## Questions:
- A) Answer these questions about the post on HBO's The Comeback:
(i) How many episodes did HBO send the writer?
(ii) When Valerie protests that she won't have time to "prepare," what does "prepare" mean?
(iii) How many years older is Valerie in the new season?
- B) Reproduce verbatim the part of the post on The Comeback that begins at the words "The beauty of" and stops after the words "on that scalpel.".

## Provided text:
◆ ◆ ◆ ◆ ◆

JOHN P JOHNSON / HBO
By James Poniewozik
November 6, 2014

My review of the comeback of HBO’s The Comeback is in the new print issue of TIME. I wish I could share it with you here, because I like the review and I like the show, but I also like having a paid job, and the column is for subscribers only. (Thirty bucks gets you a year’s worth of TIME! Cheaper than HBO!)

What I particularly like about the new season is that it de-emphasizes what I thought was worst about the original–the shooting-fish-in-an-aquarium reality-TV satire–and builds on what was best: Lisa Kudrow’s microcalibrated performance, and its cringe-making yet sympathetic depiction of an actress, now around 50, trying to make it in an industry that stamps a sell-by date on women:

I watched the five episodes HBO sent around the time that Renée Zellweger, 45, tripped the Internet chatter alarm over her “unrecognizable” face, which was not long after the summer’s doxing of stolen nude photos of young actresses, including Jennifer Lawrence, 24. Valerie may be grasping and desperate, but she’s no dummy: she knows how actresses enter this cattle chute as hotties and exit as jokes.

One thing that’s compelling about Valerie is that she’s aware of this dynamic but has no illusions about her ability to change it. Early in the season, when she scores a career coup–she’s cast in an HBO series about the series made in the first season of The Comeback–she’s flabbergasted to discover that it starts shooting almost immediately. She won’t have time to “prepare,” she protests–where “prepare” means to set up and recover from plastic surgery.

The way our culture deals with its Valerie Cherishes is to make fun of them for being “phony”–for putting on false faces figuratively or, in the case of plastic surgery, literally. But that’s the easiest kind of sanctimony, to define actresses’ worth by their hotness and then blame and mock them for it when they accept the terms. Stay young forever! But never be fake!

The beauty of The Comeback is that it can be painfully funny dealing with Valerie, and yet it’s never unsympathetic–it’s conscious of why she is the way she is, and that’s the much tougher and ultimately more rewarding laugh. If I like the new season even better than the original so far, one reason may simply be that Valerie is nine years older, and by the simple harsh math of Hollywood, the stakes are that much more real.

And coming so soon after the mass Zellweger freakout, it feels all the more relevant. It’s easy to feel superior to celebrities willing to do anything to maintain their image, whether it’s landing a reality TV show or going under the knife. What Kudrow and The Comeback never forget is: there are a whole lot of us with our fingerprints on that scalpel.

◆ ◆ ◆ ◆ ◆

## Supplied records:
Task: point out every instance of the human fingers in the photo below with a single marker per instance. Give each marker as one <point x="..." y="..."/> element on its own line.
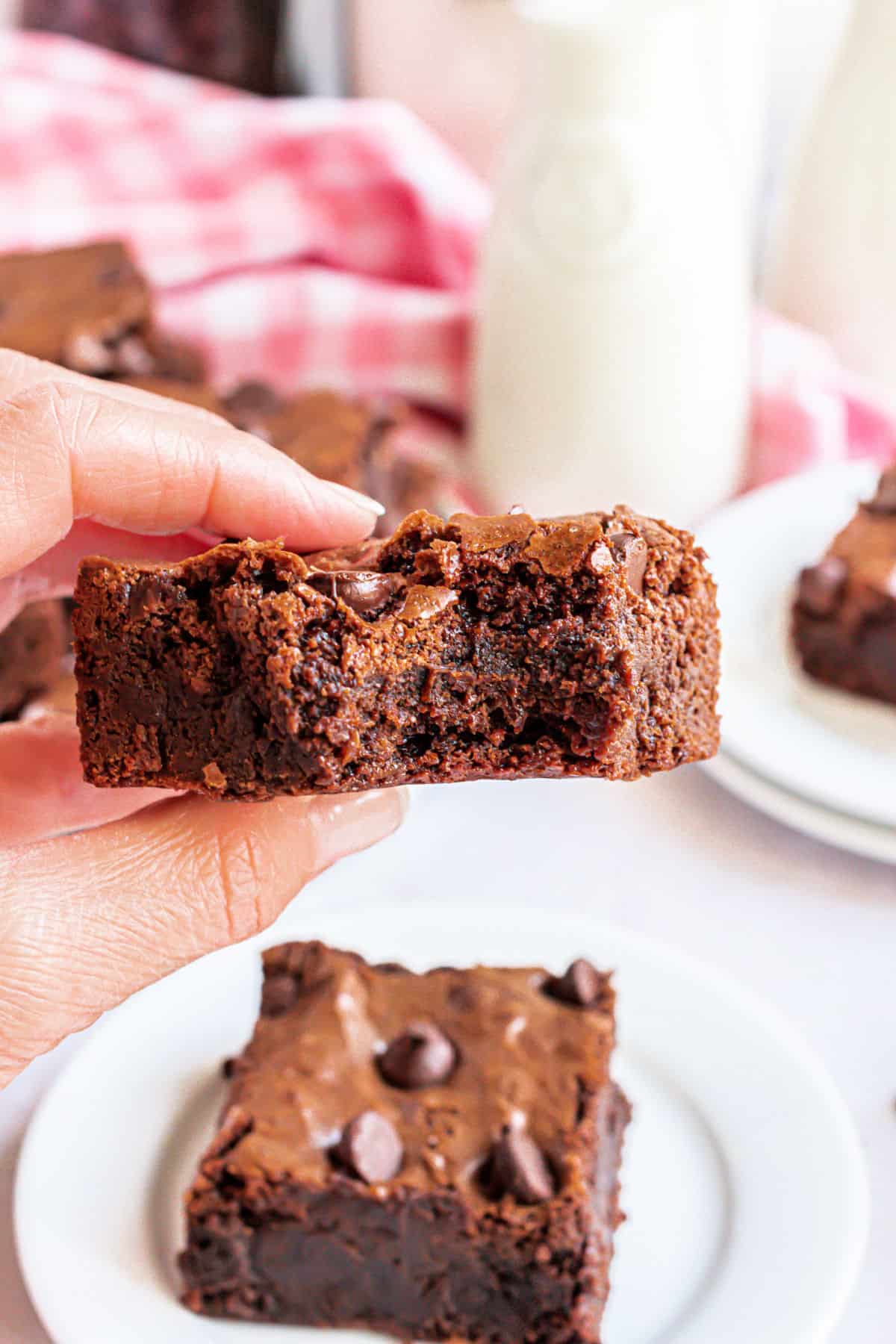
<point x="70" y="452"/>
<point x="87" y="920"/>
<point x="42" y="785"/>
<point x="53" y="574"/>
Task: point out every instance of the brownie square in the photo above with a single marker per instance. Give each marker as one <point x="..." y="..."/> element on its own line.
<point x="844" y="617"/>
<point x="87" y="308"/>
<point x="432" y="1156"/>
<point x="477" y="648"/>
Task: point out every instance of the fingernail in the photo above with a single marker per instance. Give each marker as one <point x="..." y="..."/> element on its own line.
<point x="352" y="821"/>
<point x="356" y="497"/>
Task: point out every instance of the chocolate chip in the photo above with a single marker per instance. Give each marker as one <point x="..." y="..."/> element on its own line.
<point x="519" y="1169"/>
<point x="279" y="994"/>
<point x="366" y="591"/>
<point x="370" y="1148"/>
<point x="884" y="500"/>
<point x="581" y="984"/>
<point x="633" y="553"/>
<point x="421" y="1057"/>
<point x="821" y="586"/>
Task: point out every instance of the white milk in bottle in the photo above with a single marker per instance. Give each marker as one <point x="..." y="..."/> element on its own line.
<point x="833" y="265"/>
<point x="615" y="309"/>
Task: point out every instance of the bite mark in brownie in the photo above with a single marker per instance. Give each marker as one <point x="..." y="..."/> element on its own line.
<point x="474" y="1198"/>
<point x="476" y="648"/>
<point x="844" y="617"/>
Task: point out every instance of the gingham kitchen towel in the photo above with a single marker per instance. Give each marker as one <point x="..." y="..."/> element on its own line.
<point x="317" y="242"/>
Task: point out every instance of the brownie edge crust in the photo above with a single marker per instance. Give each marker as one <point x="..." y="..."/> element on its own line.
<point x="444" y="1169"/>
<point x="476" y="648"/>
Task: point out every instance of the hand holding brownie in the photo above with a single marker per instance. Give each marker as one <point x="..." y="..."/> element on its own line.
<point x="89" y="918"/>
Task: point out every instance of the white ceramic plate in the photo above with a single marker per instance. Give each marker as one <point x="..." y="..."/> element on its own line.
<point x="828" y="746"/>
<point x="862" y="838"/>
<point x="743" y="1179"/>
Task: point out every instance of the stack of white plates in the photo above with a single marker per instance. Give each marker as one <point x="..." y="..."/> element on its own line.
<point x="817" y="759"/>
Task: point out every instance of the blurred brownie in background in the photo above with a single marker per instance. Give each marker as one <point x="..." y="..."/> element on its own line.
<point x="844" y="618"/>
<point x="31" y="655"/>
<point x="90" y="309"/>
<point x="230" y="40"/>
<point x="340" y="438"/>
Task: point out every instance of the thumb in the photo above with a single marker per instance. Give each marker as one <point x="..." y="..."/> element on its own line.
<point x="89" y="918"/>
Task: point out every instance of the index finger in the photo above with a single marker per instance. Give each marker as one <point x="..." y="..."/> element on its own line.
<point x="69" y="449"/>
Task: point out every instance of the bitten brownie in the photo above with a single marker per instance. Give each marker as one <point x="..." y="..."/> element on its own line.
<point x="844" y="618"/>
<point x="31" y="652"/>
<point x="87" y="308"/>
<point x="432" y="1156"/>
<point x="476" y="648"/>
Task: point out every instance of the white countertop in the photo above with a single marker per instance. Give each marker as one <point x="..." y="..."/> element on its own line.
<point x="806" y="927"/>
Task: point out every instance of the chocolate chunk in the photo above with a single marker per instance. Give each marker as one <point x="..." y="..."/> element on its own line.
<point x="87" y="352"/>
<point x="821" y="586"/>
<point x="366" y="591"/>
<point x="252" y="399"/>
<point x="146" y="598"/>
<point x="884" y="500"/>
<point x="421" y="1057"/>
<point x="122" y="272"/>
<point x="633" y="553"/>
<point x="279" y="995"/>
<point x="581" y="984"/>
<point x="370" y="1148"/>
<point x="423" y="601"/>
<point x="214" y="1258"/>
<point x="132" y="356"/>
<point x="519" y="1169"/>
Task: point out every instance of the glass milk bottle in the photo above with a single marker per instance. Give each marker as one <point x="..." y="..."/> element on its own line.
<point x="615" y="311"/>
<point x="833" y="265"/>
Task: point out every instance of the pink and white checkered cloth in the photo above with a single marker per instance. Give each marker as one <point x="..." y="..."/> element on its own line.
<point x="317" y="242"/>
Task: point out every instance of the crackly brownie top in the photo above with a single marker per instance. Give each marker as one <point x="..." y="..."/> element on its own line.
<point x="82" y="307"/>
<point x="467" y="1080"/>
<point x="421" y="570"/>
<point x="860" y="564"/>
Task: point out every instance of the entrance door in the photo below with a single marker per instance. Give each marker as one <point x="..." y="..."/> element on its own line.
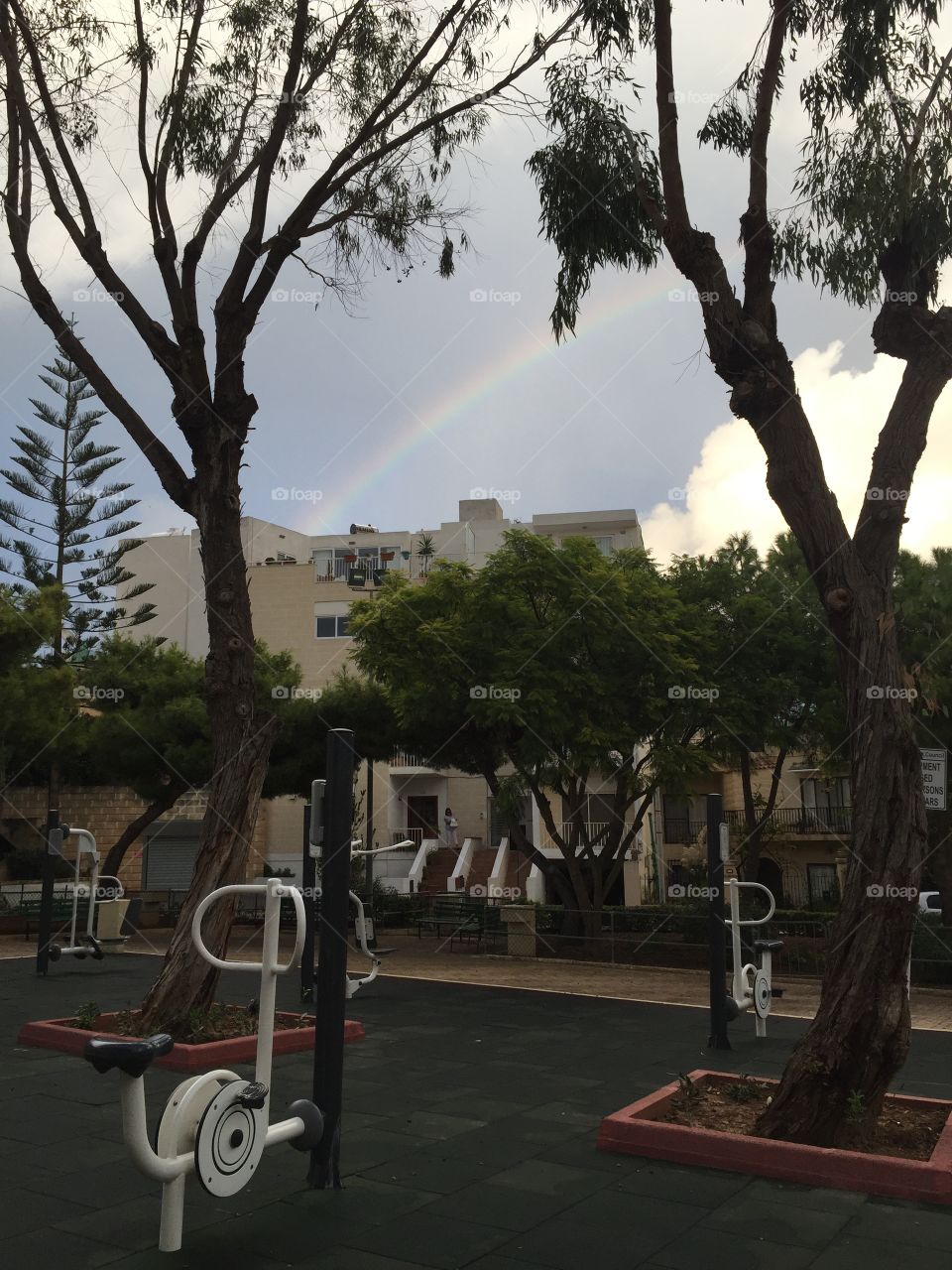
<point x="422" y="815"/>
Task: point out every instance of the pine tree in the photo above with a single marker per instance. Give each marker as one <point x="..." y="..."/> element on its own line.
<point x="75" y="531"/>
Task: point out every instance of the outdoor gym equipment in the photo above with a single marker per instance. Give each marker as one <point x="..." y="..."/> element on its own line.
<point x="752" y="984"/>
<point x="82" y="944"/>
<point x="216" y="1124"/>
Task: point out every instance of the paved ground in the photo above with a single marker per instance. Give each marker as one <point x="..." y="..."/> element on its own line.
<point x="430" y="959"/>
<point x="468" y="1141"/>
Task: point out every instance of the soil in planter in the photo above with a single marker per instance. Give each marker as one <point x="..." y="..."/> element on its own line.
<point x="901" y="1130"/>
<point x="217" y="1023"/>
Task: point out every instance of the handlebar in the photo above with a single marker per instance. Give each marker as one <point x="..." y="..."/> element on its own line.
<point x="754" y="921"/>
<point x="270" y="888"/>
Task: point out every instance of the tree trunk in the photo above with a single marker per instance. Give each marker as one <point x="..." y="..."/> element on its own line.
<point x="241" y="740"/>
<point x="860" y="1037"/>
<point x="135" y="828"/>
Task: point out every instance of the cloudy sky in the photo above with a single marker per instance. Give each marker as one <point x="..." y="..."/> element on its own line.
<point x="430" y="389"/>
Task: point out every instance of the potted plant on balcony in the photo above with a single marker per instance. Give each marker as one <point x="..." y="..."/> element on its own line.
<point x="425" y="550"/>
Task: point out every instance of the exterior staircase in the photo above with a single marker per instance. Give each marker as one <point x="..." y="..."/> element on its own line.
<point x="435" y="876"/>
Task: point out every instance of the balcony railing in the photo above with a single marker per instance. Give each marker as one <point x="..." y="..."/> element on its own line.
<point x="595" y="830"/>
<point x="784" y="820"/>
<point x="408" y="758"/>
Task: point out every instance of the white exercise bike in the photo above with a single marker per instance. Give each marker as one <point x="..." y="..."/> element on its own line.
<point x="82" y="944"/>
<point x="216" y="1124"/>
<point x="752" y="984"/>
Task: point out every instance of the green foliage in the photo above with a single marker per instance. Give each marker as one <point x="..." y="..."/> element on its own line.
<point x="588" y="182"/>
<point x="36" y="699"/>
<point x="87" y="1015"/>
<point x="26" y="864"/>
<point x="72" y="531"/>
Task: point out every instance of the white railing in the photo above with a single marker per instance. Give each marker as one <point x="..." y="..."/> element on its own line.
<point x="463" y="864"/>
<point x="416" y="867"/>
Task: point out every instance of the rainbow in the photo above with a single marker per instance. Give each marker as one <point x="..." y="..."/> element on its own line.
<point x="349" y="500"/>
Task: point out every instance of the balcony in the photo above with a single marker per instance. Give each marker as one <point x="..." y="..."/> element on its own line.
<point x="798" y="821"/>
<point x="594" y="832"/>
<point x="407" y="761"/>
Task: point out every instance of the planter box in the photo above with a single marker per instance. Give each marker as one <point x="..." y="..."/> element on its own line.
<point x="56" y="1034"/>
<point x="638" y="1130"/>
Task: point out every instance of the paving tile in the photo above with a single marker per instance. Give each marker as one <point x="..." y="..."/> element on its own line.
<point x="779" y="1223"/>
<point x="565" y="1245"/>
<point x="135" y="1224"/>
<point x="506" y="1206"/>
<point x="430" y="1239"/>
<point x="858" y="1254"/>
<point x="920" y="1227"/>
<point x="542" y="1178"/>
<point x="706" y="1187"/>
<point x="26" y="1210"/>
<point x="824" y="1198"/>
<point x="49" y="1247"/>
<point x="717" y="1250"/>
<point x="431" y="1124"/>
<point x="433" y="1170"/>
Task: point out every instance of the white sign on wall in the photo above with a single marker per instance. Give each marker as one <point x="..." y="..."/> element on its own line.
<point x="934" y="772"/>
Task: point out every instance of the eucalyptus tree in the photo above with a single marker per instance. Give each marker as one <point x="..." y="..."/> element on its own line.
<point x="72" y="529"/>
<point x="555" y="672"/>
<point x="871" y="222"/>
<point x="270" y="136"/>
<point x="770" y="656"/>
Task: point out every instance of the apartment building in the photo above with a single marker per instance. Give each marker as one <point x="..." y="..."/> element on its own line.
<point x="806" y="835"/>
<point x="301" y="588"/>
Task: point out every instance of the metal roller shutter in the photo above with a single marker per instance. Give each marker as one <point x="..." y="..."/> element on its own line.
<point x="171" y="856"/>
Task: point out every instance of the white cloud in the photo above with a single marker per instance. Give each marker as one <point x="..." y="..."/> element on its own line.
<point x="726" y="492"/>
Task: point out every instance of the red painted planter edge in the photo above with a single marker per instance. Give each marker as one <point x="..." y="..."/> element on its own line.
<point x="636" y="1130"/>
<point x="56" y="1034"/>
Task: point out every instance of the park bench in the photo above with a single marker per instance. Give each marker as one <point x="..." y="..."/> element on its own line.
<point x="462" y="919"/>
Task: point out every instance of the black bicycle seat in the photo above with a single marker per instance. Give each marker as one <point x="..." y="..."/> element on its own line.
<point x="131" y="1057"/>
<point x="769" y="945"/>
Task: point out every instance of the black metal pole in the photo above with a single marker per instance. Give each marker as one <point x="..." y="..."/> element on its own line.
<point x="308" y="884"/>
<point x="368" y="834"/>
<point x="715" y="926"/>
<point x="313" y="828"/>
<point x="330" y="997"/>
<point x="54" y="851"/>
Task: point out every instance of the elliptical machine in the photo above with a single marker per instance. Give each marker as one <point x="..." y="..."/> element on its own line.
<point x="216" y="1124"/>
<point x="82" y="944"/>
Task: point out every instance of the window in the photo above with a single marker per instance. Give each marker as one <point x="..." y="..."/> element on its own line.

◆ ◆ ◆ ◆ ◆

## Answers to this exercise:
- A)
(i) HBO sent the writer five episodes.
(ii) It means to set up and recover from plastic surgery.
(iii) Valerie is nine years older.

- B)
The beauty of The Comeback is that it can be painfully funny dealing with Valerie, and yet it’s never unsympathetic–it’s conscious of why she is the way she is, and that’s the much tougher and ultimately more rewarding laugh. If I like the new season even better than the original so far, one reason may simply be that Valerie is nine years older, and by the simple harsh math of Hollywood, the stakes are that much more real.

And coming so soon after the mass Zellweger freakout, it feels all the more relevant. It’s easy to feel superior to celebrities willing to do anything to maintain their image, whether it’s landing a reality TV show or going under the knife. What Kudrow and The Comeback never forget is: there are a whole lot of us with our fingerprints on that scalpel.